• [PROBLEM TO WORK ON]
Rewrite everything from the line containing "green grass, a" down to the line containing "x=996, y=377", both lines included. Keep the requests and their format samples as they are, but multiply every coordinate in the answers by 1.1 and round it to a whole number, with halves rounded up.

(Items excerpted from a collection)
— START —

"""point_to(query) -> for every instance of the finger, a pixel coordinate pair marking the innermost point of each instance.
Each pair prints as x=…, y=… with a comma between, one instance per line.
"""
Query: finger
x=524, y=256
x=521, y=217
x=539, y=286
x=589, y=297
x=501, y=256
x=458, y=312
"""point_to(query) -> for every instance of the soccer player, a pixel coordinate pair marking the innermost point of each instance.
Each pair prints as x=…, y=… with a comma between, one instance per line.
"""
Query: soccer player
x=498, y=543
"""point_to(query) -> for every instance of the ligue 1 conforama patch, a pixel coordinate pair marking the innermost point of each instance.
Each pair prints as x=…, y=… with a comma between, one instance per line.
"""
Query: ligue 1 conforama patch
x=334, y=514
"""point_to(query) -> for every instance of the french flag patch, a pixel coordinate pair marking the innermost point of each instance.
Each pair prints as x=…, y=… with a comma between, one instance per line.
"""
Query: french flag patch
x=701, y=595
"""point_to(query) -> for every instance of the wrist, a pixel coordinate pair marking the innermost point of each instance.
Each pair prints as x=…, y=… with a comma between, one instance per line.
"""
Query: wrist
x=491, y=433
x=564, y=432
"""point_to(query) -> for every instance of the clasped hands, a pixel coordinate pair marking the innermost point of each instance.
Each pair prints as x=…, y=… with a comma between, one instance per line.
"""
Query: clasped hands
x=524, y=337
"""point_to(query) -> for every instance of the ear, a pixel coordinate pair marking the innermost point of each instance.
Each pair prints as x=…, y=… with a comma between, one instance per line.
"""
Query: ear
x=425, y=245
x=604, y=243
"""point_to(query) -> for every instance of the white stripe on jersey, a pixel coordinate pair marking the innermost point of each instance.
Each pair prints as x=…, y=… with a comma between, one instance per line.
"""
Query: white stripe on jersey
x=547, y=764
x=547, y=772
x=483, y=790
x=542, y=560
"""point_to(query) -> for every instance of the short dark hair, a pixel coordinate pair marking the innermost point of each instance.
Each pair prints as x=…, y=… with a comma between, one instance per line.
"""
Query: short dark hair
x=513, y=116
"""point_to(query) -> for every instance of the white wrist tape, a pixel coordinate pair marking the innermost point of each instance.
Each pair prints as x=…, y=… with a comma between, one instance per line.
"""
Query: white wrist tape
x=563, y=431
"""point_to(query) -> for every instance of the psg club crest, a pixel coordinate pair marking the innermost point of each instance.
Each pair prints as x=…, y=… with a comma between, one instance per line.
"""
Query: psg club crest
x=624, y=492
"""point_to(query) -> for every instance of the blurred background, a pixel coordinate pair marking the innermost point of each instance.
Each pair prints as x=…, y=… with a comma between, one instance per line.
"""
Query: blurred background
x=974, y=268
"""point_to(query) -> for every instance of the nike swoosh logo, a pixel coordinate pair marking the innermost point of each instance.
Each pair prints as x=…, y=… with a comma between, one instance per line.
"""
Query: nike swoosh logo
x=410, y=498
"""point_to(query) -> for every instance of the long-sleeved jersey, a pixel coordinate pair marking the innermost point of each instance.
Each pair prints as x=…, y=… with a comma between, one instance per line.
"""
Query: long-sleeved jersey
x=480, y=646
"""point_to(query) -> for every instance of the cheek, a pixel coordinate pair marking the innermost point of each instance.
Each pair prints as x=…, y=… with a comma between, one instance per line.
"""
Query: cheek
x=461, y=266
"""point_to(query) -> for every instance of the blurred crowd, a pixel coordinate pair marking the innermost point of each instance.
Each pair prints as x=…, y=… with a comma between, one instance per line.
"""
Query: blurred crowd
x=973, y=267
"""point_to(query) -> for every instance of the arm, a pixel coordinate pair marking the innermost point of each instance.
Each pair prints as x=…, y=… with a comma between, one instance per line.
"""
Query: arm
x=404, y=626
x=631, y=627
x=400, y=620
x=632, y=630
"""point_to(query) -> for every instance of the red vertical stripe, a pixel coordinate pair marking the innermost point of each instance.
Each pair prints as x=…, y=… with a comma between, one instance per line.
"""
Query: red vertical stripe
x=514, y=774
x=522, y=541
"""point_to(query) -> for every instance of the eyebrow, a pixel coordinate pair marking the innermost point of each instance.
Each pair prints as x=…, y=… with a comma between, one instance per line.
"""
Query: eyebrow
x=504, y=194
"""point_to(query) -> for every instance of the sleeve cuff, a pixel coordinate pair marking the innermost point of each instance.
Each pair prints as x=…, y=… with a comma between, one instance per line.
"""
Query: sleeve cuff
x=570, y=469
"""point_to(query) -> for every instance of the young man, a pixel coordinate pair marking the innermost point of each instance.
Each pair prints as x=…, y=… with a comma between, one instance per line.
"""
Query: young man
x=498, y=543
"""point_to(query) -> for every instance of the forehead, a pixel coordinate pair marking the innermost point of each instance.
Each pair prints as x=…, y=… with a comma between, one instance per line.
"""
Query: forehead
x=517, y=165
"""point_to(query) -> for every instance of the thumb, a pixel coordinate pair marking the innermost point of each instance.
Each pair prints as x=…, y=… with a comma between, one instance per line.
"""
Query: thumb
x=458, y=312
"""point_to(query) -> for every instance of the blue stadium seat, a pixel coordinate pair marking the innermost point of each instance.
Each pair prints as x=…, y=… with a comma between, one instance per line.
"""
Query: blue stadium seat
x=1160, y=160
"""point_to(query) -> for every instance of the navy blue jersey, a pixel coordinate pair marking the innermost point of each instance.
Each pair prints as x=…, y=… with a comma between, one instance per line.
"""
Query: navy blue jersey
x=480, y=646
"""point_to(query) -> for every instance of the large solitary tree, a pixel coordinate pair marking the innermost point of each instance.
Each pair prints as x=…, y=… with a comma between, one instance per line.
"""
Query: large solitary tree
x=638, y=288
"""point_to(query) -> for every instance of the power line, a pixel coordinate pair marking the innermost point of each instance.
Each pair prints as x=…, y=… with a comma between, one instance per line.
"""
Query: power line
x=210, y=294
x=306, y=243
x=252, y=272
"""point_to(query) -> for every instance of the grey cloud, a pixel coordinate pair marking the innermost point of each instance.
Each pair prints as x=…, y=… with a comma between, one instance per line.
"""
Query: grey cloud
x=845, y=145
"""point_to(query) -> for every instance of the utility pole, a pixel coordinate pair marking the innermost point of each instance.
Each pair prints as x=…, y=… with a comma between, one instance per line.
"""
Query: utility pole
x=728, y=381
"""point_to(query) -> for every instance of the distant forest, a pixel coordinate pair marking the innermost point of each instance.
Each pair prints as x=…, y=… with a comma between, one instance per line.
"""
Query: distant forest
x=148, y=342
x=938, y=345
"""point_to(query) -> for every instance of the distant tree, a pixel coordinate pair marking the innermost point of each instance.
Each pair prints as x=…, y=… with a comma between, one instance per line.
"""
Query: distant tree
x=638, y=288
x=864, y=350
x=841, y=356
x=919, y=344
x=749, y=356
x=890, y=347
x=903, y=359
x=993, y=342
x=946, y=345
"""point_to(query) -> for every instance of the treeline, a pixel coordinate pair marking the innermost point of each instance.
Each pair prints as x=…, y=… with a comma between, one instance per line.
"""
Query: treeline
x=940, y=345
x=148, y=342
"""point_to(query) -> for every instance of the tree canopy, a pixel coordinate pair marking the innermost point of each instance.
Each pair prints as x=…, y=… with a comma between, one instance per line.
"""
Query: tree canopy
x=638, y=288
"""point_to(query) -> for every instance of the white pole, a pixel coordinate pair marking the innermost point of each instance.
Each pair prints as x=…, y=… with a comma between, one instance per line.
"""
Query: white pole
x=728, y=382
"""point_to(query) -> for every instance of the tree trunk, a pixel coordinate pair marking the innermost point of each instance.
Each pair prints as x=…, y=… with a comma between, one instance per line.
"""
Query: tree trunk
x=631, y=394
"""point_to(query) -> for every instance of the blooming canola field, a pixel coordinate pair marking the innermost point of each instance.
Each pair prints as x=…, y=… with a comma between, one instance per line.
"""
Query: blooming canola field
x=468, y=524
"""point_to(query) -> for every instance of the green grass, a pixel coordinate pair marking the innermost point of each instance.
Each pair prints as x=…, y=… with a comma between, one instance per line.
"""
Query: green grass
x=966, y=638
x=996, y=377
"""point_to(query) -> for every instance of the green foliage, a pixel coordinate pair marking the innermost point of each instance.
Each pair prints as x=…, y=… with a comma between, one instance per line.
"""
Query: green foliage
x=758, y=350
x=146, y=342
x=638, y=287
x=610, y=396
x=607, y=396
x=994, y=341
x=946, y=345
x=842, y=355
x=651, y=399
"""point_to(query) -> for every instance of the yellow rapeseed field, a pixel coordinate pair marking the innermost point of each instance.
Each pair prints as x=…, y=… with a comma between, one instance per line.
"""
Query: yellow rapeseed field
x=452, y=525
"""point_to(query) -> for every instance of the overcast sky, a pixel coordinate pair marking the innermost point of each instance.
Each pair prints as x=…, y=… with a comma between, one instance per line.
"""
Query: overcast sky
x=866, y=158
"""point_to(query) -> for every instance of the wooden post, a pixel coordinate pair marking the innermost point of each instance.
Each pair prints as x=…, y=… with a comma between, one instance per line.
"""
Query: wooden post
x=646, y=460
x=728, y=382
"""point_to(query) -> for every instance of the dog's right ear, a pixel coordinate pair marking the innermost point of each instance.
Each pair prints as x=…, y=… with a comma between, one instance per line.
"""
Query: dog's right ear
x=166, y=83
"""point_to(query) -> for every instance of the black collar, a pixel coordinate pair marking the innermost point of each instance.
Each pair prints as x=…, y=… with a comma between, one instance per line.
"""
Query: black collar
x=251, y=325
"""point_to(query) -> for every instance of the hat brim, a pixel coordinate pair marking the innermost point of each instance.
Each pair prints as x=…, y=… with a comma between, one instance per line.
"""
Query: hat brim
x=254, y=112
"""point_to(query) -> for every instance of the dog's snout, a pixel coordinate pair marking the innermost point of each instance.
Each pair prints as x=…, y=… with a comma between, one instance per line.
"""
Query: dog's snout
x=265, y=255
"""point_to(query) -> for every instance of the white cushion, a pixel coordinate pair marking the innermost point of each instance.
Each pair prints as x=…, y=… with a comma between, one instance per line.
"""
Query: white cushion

— END —

• [ANSWER TO THE PROBLEM]
"""point_to(query) -> for every instance of the green grass, a pixel coordinate pair marking the innermost point of each instance.
Each pair prints as x=…, y=… with a comma between, one instance per line.
"""
Query: green grass
x=1063, y=702
x=1096, y=415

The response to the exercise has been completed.